__Provided records__.
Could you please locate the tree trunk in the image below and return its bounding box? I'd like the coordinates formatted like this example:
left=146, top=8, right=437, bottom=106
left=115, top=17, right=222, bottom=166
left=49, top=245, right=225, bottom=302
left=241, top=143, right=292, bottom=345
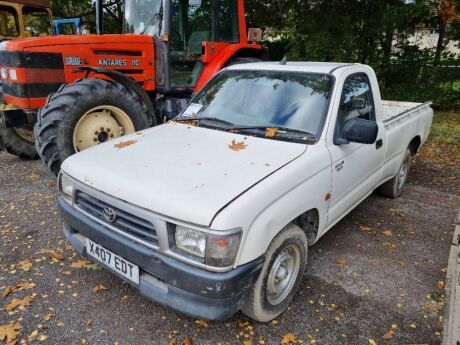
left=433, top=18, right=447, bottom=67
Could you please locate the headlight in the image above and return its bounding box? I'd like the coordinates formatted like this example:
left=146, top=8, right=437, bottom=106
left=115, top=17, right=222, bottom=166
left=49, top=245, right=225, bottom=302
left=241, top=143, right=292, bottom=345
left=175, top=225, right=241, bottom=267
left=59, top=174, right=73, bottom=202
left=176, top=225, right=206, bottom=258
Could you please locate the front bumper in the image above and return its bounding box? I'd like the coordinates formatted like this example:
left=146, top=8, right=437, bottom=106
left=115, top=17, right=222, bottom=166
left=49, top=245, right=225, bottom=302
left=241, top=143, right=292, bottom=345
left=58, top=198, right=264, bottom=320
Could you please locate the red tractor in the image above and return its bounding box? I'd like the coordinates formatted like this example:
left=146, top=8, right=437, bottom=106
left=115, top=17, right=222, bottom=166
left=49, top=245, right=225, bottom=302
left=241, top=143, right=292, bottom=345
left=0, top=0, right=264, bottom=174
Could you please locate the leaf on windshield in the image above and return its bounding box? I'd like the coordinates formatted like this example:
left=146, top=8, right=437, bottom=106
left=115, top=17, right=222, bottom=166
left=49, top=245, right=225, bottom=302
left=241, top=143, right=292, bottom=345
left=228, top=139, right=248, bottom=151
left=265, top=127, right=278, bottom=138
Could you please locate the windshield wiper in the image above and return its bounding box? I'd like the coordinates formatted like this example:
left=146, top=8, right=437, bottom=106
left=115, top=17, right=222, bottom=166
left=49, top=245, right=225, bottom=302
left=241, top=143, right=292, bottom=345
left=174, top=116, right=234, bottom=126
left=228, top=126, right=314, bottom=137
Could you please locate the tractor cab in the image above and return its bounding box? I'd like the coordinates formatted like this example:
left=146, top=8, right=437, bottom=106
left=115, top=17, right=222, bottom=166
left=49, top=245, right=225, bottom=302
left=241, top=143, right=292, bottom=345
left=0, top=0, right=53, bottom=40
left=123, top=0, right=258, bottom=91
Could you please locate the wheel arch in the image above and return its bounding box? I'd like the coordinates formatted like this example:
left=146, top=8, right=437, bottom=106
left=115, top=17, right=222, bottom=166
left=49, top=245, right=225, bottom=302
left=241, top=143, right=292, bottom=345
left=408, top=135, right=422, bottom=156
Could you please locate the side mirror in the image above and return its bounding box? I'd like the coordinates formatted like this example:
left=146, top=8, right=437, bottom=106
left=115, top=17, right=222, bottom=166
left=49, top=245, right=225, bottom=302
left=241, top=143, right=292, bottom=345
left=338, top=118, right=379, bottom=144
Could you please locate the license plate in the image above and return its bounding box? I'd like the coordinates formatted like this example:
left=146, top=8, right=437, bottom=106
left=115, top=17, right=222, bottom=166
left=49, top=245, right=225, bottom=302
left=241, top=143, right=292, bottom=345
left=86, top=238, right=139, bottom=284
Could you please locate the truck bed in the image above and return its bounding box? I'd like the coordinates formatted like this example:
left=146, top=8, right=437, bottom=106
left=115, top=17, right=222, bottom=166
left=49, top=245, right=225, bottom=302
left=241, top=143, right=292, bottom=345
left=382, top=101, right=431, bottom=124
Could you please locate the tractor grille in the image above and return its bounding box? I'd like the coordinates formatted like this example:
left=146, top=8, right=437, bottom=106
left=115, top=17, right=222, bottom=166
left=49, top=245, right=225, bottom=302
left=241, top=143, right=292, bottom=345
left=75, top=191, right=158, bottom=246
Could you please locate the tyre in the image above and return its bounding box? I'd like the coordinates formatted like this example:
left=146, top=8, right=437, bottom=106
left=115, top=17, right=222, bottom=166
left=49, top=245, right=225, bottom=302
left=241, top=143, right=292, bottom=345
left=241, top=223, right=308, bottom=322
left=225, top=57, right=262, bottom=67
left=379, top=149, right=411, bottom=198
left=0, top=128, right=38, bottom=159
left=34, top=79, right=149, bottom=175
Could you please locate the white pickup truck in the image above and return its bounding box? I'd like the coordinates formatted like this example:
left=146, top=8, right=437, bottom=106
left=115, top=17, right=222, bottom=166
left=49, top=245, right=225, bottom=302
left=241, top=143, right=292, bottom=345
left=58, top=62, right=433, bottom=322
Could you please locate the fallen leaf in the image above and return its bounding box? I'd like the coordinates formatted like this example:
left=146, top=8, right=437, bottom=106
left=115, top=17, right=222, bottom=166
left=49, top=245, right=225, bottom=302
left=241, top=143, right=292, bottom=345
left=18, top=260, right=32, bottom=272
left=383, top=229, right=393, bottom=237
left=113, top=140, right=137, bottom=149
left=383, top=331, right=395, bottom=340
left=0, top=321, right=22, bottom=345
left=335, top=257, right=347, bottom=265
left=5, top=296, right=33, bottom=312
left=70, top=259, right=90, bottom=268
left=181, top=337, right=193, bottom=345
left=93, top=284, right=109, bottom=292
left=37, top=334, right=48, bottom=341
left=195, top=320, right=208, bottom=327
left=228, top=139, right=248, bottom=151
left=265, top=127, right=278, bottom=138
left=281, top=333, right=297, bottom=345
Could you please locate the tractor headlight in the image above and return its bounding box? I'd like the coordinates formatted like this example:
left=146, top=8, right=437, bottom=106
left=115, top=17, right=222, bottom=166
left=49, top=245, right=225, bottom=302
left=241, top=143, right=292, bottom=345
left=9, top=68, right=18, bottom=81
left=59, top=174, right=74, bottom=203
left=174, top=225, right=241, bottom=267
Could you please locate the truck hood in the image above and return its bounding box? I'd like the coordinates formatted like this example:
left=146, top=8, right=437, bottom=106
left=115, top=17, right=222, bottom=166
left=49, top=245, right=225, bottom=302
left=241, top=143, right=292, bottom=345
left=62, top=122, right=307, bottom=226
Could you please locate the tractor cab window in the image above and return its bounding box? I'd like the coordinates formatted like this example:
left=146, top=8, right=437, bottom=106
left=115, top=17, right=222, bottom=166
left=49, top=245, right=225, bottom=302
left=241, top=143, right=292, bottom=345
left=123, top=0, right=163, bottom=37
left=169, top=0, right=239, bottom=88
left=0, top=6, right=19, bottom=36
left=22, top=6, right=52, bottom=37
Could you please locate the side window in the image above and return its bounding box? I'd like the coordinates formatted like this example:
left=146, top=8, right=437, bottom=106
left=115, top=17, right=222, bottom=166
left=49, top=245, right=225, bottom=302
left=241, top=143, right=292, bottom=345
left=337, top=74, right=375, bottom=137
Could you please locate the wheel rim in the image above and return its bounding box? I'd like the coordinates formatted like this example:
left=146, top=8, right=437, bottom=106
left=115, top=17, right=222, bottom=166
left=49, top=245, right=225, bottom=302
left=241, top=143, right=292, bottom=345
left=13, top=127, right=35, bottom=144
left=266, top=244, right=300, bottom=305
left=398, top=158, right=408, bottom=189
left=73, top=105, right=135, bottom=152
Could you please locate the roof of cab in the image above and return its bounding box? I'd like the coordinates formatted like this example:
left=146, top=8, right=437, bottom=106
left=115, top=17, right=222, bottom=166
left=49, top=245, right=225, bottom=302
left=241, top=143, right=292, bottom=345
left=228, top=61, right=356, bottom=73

__Goal of the exercise__. Rewrite the listing above with every instance of "bounding box" changed to "enclosing rectangle", leaving everything else as it is. Omit the pictures from your version.

__Right answer__.
Could you please locate the tree trunk in the image below and return its enclosing rectangle? I'd like the coordinates formatted like this example:
left=146, top=8, right=437, bottom=106
left=115, top=17, right=222, bottom=166
left=49, top=245, right=225, bottom=302
left=241, top=143, right=292, bottom=345
left=433, top=18, right=447, bottom=67
Could you please locate the headlight in the image above and return its enclosing rectangle? I'd like the coordinates formatted like this example:
left=146, top=8, right=437, bottom=106
left=115, top=17, right=222, bottom=166
left=49, top=245, right=225, bottom=302
left=241, top=143, right=292, bottom=345
left=175, top=225, right=241, bottom=267
left=59, top=174, right=73, bottom=202
left=176, top=225, right=206, bottom=258
Could you please locate the front bumper in the image above and return its enclosing rectangle? I'd like the coordinates formatted like this example:
left=146, top=8, right=437, bottom=106
left=115, top=17, right=222, bottom=166
left=49, top=245, right=225, bottom=302
left=241, top=143, right=292, bottom=345
left=58, top=198, right=264, bottom=320
Could you please locate the red tractor in the image above and return its enclosing rectangle? I'd like the coordinates formatted like this example:
left=146, top=8, right=437, bottom=106
left=115, top=17, right=222, bottom=166
left=49, top=245, right=225, bottom=302
left=241, top=143, right=292, bottom=345
left=0, top=0, right=264, bottom=174
Could you please locate the leaf on windshield in the image above and return its enclosing rectangle? I'd like the coordinates formatted like this example:
left=146, top=8, right=437, bottom=106
left=115, top=17, right=222, bottom=166
left=49, top=245, right=225, bottom=302
left=241, top=143, right=292, bottom=345
left=228, top=139, right=248, bottom=151
left=265, top=127, right=278, bottom=138
Could you please locate the windshield wiper in the image above and return its enclosing rectangle? I'd like the coordinates formatted like this example:
left=146, top=8, right=437, bottom=106
left=115, top=17, right=222, bottom=166
left=49, top=245, right=225, bottom=302
left=241, top=143, right=292, bottom=345
left=174, top=116, right=234, bottom=126
left=228, top=126, right=314, bottom=137
Could you please locate the tractor cab in the image above and return its enclosing rectangle? I'd like the coordinates formatted like this example:
left=146, top=8, right=437, bottom=106
left=115, top=17, right=222, bottom=166
left=49, top=245, right=225, bottom=302
left=241, top=143, right=292, bottom=345
left=0, top=0, right=53, bottom=40
left=123, top=0, right=258, bottom=91
Could you please locate the wheel arch in the image above and return its enclosing rectangle? I'd like the coordinates formatted like this example:
left=146, top=8, right=437, bottom=106
left=115, top=17, right=222, bottom=166
left=49, top=245, right=225, bottom=302
left=241, top=143, right=292, bottom=345
left=408, top=135, right=422, bottom=156
Could you please locate the side mirror in the image above and return its enclosing rectangle? I'd like the coordinates formatted like this example:
left=146, top=8, right=437, bottom=106
left=115, top=17, right=222, bottom=166
left=49, top=245, right=225, bottom=302
left=241, top=143, right=292, bottom=345
left=338, top=118, right=379, bottom=144
Could you please locate the license plate in the image above and return its enclosing rectangle? I'd like the coordinates formatted like this example:
left=146, top=8, right=437, bottom=106
left=115, top=17, right=222, bottom=166
left=49, top=245, right=225, bottom=302
left=241, top=143, right=292, bottom=345
left=86, top=238, right=139, bottom=284
Could you please locate the truck bed in the image above and return its enclosing rectangle? I'd like the coordinates formatted like this example:
left=146, top=8, right=437, bottom=106
left=115, top=17, right=222, bottom=166
left=49, top=245, right=225, bottom=302
left=241, top=143, right=292, bottom=345
left=382, top=101, right=431, bottom=124
Could you please locate the tractor grille in the image above and return its enclosing rectangle? I'd like the coordinates formatted like this example:
left=146, top=8, right=437, bottom=106
left=115, top=17, right=222, bottom=166
left=49, top=245, right=225, bottom=302
left=241, top=143, right=292, bottom=345
left=75, top=191, right=158, bottom=246
Could you please locate the tyre in the image above and return its enclosing rectangle? I'd like the coordinates formatted like this example:
left=146, top=8, right=437, bottom=106
left=115, top=17, right=222, bottom=166
left=49, top=245, right=225, bottom=302
left=241, top=143, right=292, bottom=345
left=241, top=223, right=308, bottom=322
left=225, top=57, right=262, bottom=67
left=379, top=149, right=411, bottom=198
left=0, top=128, right=38, bottom=159
left=34, top=79, right=149, bottom=175
Could you please locate the white pickup truck in the image above and return its enclosing rectangle? I'd like the coordinates formatted like this example:
left=146, top=8, right=437, bottom=106
left=115, top=17, right=222, bottom=166
left=49, top=245, right=225, bottom=302
left=241, top=143, right=292, bottom=345
left=58, top=62, right=433, bottom=322
Could you please locate the fallen leaf in the image above and return its enclosing rectangle? I'd like the coordinates formatted like this example:
left=146, top=8, right=437, bottom=106
left=115, top=17, right=222, bottom=166
left=49, top=245, right=225, bottom=302
left=241, top=143, right=292, bottom=345
left=18, top=260, right=32, bottom=272
left=383, top=229, right=393, bottom=237
left=113, top=140, right=137, bottom=149
left=383, top=331, right=395, bottom=340
left=0, top=321, right=22, bottom=345
left=335, top=257, right=347, bottom=265
left=5, top=296, right=33, bottom=312
left=70, top=259, right=90, bottom=268
left=181, top=337, right=193, bottom=345
left=93, top=284, right=109, bottom=292
left=37, top=334, right=48, bottom=341
left=195, top=320, right=208, bottom=327
left=228, top=139, right=248, bottom=151
left=265, top=127, right=278, bottom=138
left=281, top=333, right=297, bottom=345
Could you please locate the tractor headlight in the image above and return its enclosing rectangle? I'd like the coordinates formatted like this example:
left=146, top=8, right=437, bottom=106
left=115, top=17, right=222, bottom=166
left=49, top=245, right=225, bottom=302
left=241, top=143, right=292, bottom=345
left=9, top=68, right=18, bottom=81
left=59, top=174, right=74, bottom=203
left=174, top=225, right=241, bottom=267
Could you please locate the truck hood in the image above and return its enclosing rectangle? I'd like the coordinates formatted like this example:
left=146, top=8, right=437, bottom=106
left=115, top=17, right=222, bottom=166
left=49, top=245, right=225, bottom=302
left=241, top=143, right=292, bottom=345
left=62, top=122, right=307, bottom=226
Could you please locate the tractor cab window in the image above and return its enclosing rectangle? I'd like the coordinates formatted like this example:
left=146, top=8, right=437, bottom=106
left=115, top=17, right=222, bottom=166
left=49, top=245, right=225, bottom=302
left=241, top=143, right=292, bottom=345
left=123, top=0, right=163, bottom=37
left=169, top=0, right=239, bottom=88
left=0, top=6, right=19, bottom=36
left=22, top=6, right=52, bottom=37
Could you please locate the side window in the image above and return its enclosing rectangle? I'd like the coordinates formatted like this example:
left=146, top=8, right=437, bottom=106
left=115, top=17, right=222, bottom=166
left=49, top=245, right=225, bottom=302
left=241, top=143, right=292, bottom=345
left=337, top=74, right=375, bottom=137
Could you please locate the wheel rim in the image above and return its enclosing rectangle? I'd like the coordinates formatted like this example:
left=146, top=8, right=437, bottom=106
left=115, top=17, right=222, bottom=166
left=49, top=245, right=225, bottom=302
left=241, top=143, right=292, bottom=345
left=13, top=127, right=35, bottom=144
left=266, top=244, right=300, bottom=305
left=398, top=158, right=408, bottom=189
left=73, top=105, right=135, bottom=152
Could you please locate the roof of cab in the image above and return its enclosing rectangle? I'd like the coordinates formatted like this example:
left=146, top=8, right=437, bottom=106
left=115, top=17, right=222, bottom=166
left=49, top=245, right=225, bottom=302
left=241, top=143, right=292, bottom=345
left=228, top=61, right=356, bottom=73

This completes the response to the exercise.